## Exercise details
Line by line, repeat the material below exactly and leave the images out.

*** Block opens ***

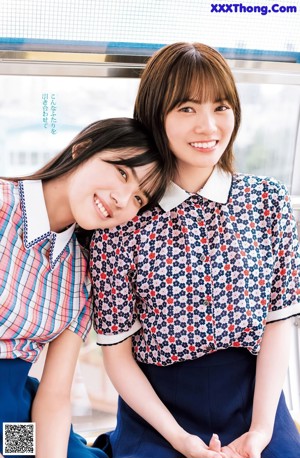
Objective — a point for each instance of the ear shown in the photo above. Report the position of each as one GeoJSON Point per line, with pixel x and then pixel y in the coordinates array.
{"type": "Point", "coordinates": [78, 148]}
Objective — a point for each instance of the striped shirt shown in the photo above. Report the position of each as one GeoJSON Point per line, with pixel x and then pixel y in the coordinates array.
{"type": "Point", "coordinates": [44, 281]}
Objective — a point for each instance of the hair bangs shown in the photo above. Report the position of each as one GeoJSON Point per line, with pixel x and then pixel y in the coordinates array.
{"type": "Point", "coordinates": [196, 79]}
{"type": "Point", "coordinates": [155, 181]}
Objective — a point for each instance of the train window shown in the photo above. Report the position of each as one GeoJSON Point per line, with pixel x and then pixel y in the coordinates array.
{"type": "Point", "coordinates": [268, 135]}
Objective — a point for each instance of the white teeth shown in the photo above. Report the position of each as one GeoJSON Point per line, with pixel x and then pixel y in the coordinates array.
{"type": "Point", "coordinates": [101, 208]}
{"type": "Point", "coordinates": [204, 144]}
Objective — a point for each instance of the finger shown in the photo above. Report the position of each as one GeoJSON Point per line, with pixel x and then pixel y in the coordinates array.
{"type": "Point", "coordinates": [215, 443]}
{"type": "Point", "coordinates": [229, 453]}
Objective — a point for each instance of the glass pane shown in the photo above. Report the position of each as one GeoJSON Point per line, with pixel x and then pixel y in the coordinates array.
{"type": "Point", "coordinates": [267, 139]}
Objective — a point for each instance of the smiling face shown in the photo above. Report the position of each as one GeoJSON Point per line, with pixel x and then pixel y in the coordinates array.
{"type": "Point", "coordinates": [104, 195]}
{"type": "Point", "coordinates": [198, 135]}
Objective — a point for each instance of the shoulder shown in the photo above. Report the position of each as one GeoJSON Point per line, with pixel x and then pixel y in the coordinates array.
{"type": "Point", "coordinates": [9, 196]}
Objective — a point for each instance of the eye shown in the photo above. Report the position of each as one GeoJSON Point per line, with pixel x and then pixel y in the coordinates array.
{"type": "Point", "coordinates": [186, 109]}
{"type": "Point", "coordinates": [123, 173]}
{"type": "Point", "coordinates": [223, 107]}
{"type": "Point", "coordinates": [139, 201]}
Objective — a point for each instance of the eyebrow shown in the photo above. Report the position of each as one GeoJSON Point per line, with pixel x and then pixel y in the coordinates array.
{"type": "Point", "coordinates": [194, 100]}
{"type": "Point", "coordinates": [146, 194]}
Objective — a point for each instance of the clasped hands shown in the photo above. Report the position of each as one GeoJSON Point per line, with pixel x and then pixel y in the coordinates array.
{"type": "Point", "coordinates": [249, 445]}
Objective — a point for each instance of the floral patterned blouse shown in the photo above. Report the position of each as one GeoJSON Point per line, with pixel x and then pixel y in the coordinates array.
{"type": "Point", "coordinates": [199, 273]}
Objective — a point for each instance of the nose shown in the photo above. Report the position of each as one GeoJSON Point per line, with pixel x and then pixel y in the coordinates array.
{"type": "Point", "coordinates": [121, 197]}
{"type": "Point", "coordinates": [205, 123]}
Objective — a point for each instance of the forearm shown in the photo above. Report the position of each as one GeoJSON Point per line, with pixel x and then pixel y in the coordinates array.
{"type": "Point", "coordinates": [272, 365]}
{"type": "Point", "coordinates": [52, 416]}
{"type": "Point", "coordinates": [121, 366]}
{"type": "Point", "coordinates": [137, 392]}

*** Block closes ***

## Output below
Objective — a point for each instance of the ear shown in the photo above. Report the position of each as one GeoJSON Point per line, with pixel x and then pixel y in the coordinates array.
{"type": "Point", "coordinates": [78, 148]}
Objective — a point for each instance of the striped shirt shown in the photo above. Report the position of each as one GeoJSON Point per line, with pixel x and then pixel y in the coordinates array.
{"type": "Point", "coordinates": [44, 281]}
Objective — a point for each instance of the hair bangs shown in the photo above. Report the position of each as one GeoJSON Point per line, with pixel x and then pixel y in the coordinates array.
{"type": "Point", "coordinates": [196, 79]}
{"type": "Point", "coordinates": [155, 181]}
Objective — a point for each instance of the train window shown in the photo above. Report the position of each as one GeoJSON Point per line, with pixel x and then pixel y in the coordinates array.
{"type": "Point", "coordinates": [268, 135]}
Objective — a point for each instance of the white teeth shown in the photo above. Report the position of each as one GeoJSON Point per line, with pixel x and then pixel y in the coordinates array.
{"type": "Point", "coordinates": [101, 208]}
{"type": "Point", "coordinates": [204, 144]}
Objective — a point for each instance of the finger shown in the photo above. Report the position of each as one GeoJSON Point per line, with pixel x and then pixel y in the coordinates array.
{"type": "Point", "coordinates": [215, 443]}
{"type": "Point", "coordinates": [229, 453]}
Objective — a point for each instance of the glass pane shown in the photo above. Report the position of each as one GeoJSON Point per line, with pixel x and then pixel y in the coordinates array.
{"type": "Point", "coordinates": [267, 139]}
Objective — a point for each instance of the smiling face shown in the photo above. Report the position of each as one GeoJSON Point per line, with pixel x and then pixel y in the coordinates array.
{"type": "Point", "coordinates": [104, 195]}
{"type": "Point", "coordinates": [198, 135]}
Objective — a point for each instance of the shoulder shown in the photo above. Report the position of each as one GeoJSON Point per line, with pixel x and then pixel y in the coordinates array.
{"type": "Point", "coordinates": [9, 196]}
Objective — a point for each instance of the eye shown in the photo above. Report the position of each as one GeoJSON Point per line, with pixel x and then pixel y in the coordinates array.
{"type": "Point", "coordinates": [186, 109]}
{"type": "Point", "coordinates": [123, 173]}
{"type": "Point", "coordinates": [223, 107]}
{"type": "Point", "coordinates": [139, 201]}
Objective — a point for each instance of the eyebrow shown in the photo above. Report the position of each as one GeoJSON Point per line, with pixel x and then pixel y in the coordinates array.
{"type": "Point", "coordinates": [194, 100]}
{"type": "Point", "coordinates": [146, 194]}
Objective — a point for each instance of the clasped hands shown in the photo above. Report the position of each as one GeoJSON Point per line, with pixel x and then pixel y in the coordinates array.
{"type": "Point", "coordinates": [249, 445]}
Objective — a point for each instance of the floral patterned blouse shown in the photo above. Report the position of each as one GeoJSON Point per line, with pixel x and then pixel y in the coordinates array.
{"type": "Point", "coordinates": [199, 273]}
Objective — a point for each instance of the nose shown in the photo above. Report the position of each as one GeoJSON Point per line, with pixel x and then pixel y in the coordinates array.
{"type": "Point", "coordinates": [121, 197]}
{"type": "Point", "coordinates": [205, 123]}
Objective — a point for each instance of the forearm shown in the photo above. Report the position of each as one GeoJSON Point per line, with pixel x and then pixel y in the coordinates array.
{"type": "Point", "coordinates": [272, 365]}
{"type": "Point", "coordinates": [52, 416]}
{"type": "Point", "coordinates": [121, 366]}
{"type": "Point", "coordinates": [137, 392]}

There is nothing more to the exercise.